■ Quoted text
Bedtime troubles

Discussion in 'The Toddler Years(1-3)' started by rosserj, Jul 28, 2015.

  1. rosserj

    rosserj Active Member

    My 2 and 1/2 year old used to be a great sleeper.  You would put him to bed and he would go straight off to sleep, no fuss, and sleep through the night.  Back in March/April we transitioned him to a toddler bed, and still he was fine and used to go straight off to sleep.  However, a couple of weeks ago, maybe more, he starting coming out of his room after we had finished the bedtime routine and switched the lights out.
     
    At first I would put him back to bed each time, however he would get more excited each time, and it would go on for over an hour.  I took a more hard lined approach, and when he started doing this I would hold his door closed so he couldn't get out, and he would then cry by the door.  Occasionally he would stop and go to sleep, but more often either me or DH would go in, put him in bed and sometimes he'd stop.
     
    There's been some improvement, but not much.  But then this week I've had a revelation. He only does this when I'm in the house.  If I've gone out for the evening or just over bedtime, he goes straight off to sleep, or might come out once.  Last week, my mum was here and he started coming out and she told him I'd gone out (I was sitting in the kitchen at the time) and he went bad to bed and off to sleep.
     
    So given that this behavouir is only for me, should I do something different?  Or should I keep holding his door closed, and eventually it'll get better?
     
    My older twins were a nightmare at bedtime and we never really managed to get it that much better, partly because the pair of them were in the room playing together or getting up to mischief.  I can't let this go on for another couple of years....any advice gratefully received...
     
  2. lharrison1

    lharrison1 Well-Known Member TS Moderator

    Can you let husband handle bedtime and 'be out' until your son gets back into a good bedtime habit?  If it works why not try it?
     
  3. rosserj

    rosserj Active Member

    The thought has crossed my mind to do that, but i was worried that it might be worse when 'I'm back'.  But that said I don't really have anything to loose.
     
    Tonight DH was out.  He was up, in and out of the room for over an hour.  And was still awake when DH came home, so he got him to go to sleep.  Talk about making me feel like the worlds worst mother...
     
  4. cheezewhiz24

    cheezewhiz24 Well-Known Member TS Moderator

    It's not anything you are consciously doing and it won't last forever.

    It's just a weird phase and until it's over, you get errands done and or meet up with a friend at night.
     
  5. eagleswings216

    eagleswings216 Well-Known Member

    Some other things to try.....

■ What is asked
Give each username that posts in the bedtime thread, listing each one once in order of first appearance. Rely only on the bedtime thread above.

■ Provided material
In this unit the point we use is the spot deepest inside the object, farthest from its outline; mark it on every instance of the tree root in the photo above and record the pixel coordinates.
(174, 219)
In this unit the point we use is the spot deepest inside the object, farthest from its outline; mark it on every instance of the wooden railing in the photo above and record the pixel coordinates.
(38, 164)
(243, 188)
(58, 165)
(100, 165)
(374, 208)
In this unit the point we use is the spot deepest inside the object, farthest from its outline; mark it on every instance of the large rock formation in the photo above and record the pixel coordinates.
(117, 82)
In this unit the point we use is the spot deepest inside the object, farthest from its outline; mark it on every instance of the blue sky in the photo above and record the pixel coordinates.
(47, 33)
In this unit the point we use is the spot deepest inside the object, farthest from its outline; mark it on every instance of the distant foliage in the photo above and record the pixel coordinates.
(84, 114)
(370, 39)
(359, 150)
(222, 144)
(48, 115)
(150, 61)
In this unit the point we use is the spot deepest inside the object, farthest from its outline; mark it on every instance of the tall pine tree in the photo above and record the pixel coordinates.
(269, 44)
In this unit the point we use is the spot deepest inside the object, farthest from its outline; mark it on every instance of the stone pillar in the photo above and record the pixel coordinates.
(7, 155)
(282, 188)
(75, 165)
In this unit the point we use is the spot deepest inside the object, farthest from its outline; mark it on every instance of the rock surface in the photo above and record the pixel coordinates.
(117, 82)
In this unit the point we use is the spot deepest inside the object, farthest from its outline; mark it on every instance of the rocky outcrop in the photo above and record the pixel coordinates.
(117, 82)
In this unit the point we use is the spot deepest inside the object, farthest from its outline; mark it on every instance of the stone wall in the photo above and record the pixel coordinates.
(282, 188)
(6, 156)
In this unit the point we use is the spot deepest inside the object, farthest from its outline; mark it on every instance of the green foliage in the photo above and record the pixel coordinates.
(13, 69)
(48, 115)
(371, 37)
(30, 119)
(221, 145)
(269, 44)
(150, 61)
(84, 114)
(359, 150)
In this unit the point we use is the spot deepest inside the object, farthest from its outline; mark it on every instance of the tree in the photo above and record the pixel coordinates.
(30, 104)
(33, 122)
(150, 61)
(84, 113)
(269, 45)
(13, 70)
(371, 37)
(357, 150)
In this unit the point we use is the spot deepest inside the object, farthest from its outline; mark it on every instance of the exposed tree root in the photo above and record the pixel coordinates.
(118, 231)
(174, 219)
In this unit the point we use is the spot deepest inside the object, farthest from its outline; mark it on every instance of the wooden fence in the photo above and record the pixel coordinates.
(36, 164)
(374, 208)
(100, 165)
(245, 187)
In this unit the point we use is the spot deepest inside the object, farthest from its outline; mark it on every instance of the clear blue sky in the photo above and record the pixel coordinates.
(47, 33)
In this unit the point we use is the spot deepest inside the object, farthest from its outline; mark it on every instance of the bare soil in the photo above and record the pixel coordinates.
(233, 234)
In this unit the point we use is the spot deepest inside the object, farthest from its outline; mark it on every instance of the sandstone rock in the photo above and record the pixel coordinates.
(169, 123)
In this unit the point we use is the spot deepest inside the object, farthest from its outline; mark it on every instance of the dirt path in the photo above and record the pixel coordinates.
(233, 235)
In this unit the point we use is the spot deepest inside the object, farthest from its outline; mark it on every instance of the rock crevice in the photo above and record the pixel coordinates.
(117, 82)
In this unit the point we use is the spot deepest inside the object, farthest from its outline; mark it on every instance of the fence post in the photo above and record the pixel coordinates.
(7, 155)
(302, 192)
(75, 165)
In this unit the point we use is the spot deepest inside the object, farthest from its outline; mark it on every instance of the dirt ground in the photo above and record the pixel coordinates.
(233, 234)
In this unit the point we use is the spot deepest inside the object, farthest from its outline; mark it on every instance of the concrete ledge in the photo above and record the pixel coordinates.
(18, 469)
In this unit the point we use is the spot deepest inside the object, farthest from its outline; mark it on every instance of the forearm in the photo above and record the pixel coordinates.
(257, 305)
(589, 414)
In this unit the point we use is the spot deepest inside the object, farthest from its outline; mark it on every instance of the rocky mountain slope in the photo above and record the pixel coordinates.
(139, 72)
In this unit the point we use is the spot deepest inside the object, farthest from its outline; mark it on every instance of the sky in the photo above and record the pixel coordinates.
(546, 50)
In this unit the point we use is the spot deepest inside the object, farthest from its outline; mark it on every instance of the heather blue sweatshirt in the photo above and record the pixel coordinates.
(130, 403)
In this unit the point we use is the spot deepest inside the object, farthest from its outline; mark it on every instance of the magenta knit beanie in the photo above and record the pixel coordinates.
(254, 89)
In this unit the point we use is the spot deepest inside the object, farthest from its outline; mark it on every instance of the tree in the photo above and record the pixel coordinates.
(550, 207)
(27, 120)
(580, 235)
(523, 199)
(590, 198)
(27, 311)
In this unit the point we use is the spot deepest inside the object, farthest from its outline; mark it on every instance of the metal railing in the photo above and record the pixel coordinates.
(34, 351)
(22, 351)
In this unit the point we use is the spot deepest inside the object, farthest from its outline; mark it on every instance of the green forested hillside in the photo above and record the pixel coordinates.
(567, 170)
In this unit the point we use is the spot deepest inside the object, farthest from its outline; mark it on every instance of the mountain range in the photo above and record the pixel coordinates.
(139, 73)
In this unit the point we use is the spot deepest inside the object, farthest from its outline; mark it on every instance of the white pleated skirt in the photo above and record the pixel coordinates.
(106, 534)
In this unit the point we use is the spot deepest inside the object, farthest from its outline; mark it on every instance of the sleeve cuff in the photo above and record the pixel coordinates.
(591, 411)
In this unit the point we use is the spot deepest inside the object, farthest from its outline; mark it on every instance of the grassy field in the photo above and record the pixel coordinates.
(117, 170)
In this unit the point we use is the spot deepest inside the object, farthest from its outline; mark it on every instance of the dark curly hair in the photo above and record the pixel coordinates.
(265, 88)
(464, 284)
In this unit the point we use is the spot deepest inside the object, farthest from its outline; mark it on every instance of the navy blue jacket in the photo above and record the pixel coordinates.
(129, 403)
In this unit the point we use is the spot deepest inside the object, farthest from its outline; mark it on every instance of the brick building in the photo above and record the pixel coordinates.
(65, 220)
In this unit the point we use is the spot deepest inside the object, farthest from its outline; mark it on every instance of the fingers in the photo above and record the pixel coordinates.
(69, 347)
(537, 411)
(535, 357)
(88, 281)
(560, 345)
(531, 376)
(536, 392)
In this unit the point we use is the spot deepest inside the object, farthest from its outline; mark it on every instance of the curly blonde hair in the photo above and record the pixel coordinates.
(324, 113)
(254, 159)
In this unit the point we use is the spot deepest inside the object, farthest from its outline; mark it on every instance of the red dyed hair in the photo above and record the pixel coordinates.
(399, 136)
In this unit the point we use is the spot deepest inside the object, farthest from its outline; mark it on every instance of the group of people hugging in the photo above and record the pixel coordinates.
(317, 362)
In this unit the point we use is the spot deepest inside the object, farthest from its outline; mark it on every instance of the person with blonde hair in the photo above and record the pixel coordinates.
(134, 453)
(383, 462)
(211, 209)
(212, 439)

■ Answer to this problem
rosserj, lharrison1, cheezewhiz24, eagleswings216